● Aim of the task
The response has to reproduce all entries exactly while excluding their pictures.

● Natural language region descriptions

━━━━━━━━

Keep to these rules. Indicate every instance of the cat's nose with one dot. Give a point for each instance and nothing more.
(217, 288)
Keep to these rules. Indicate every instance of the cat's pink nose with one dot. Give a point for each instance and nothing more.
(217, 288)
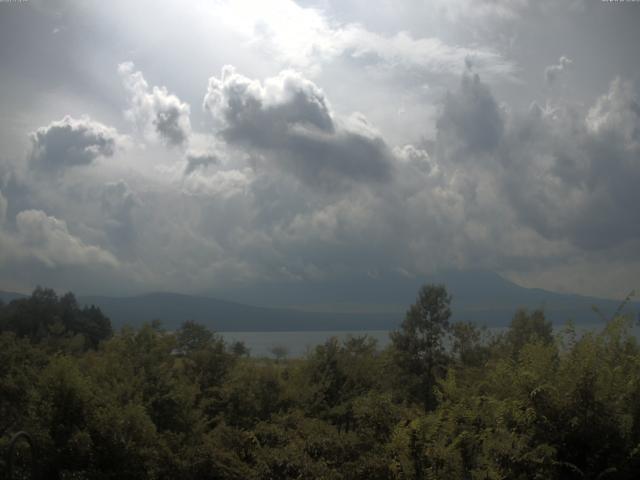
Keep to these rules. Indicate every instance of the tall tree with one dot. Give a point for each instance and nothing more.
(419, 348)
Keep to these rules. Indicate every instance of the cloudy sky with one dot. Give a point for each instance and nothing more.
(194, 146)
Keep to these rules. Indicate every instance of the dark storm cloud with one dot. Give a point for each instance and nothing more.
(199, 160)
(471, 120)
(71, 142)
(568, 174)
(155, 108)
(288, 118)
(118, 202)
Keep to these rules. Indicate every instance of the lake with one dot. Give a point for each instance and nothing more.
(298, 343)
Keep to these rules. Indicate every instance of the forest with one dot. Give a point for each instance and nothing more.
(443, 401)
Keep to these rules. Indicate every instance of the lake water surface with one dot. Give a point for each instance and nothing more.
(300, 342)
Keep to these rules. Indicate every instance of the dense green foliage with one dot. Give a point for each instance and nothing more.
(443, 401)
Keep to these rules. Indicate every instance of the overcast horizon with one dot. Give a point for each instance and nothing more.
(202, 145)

━━━━━━━━

● Answer to this problem
Keep to these rules. Indicate every instance of the cat's nose with one dot. Give a point for each instance and nothing more.
(217, 288)
Keep to these rules. Indicate every instance of the cat's pink nose with one dot. Give a point for each instance and nothing more.
(217, 288)
Keep to these rules. Indicate every instance of the tall tree with one dot. Give a point for each instance and nothing more.
(419, 348)
Keep to these rules. Indicate every instance of the cloudy sky with one dot. Give a point for each instance and nothing more.
(194, 146)
Keep to these rules. Indicate every instance of the dark storm cloud with one dot. Give a point for each instance and nothing more.
(199, 160)
(471, 120)
(71, 142)
(568, 174)
(155, 108)
(288, 118)
(118, 202)
Keep to these rules. Indicate every instance of the lake with one dot. Give a point for each instance and nothing more.
(298, 343)
Keep to these rules. Indicate every instance of the forest with one dot. Give a point for each instance and nothing more.
(443, 401)
Keep to these rules. Indicate every instance of the lake water surface with one dot. Give a point for each instance and nothing more.
(300, 342)
Keep to these rules. Indicate every instance of the dense green foliage with one dot. Give a point for each instance and nothing more.
(443, 401)
Keep to these rules. Indicate every instance of the overcast horizon with one dot. Give a point for each instance and nothing more.
(202, 145)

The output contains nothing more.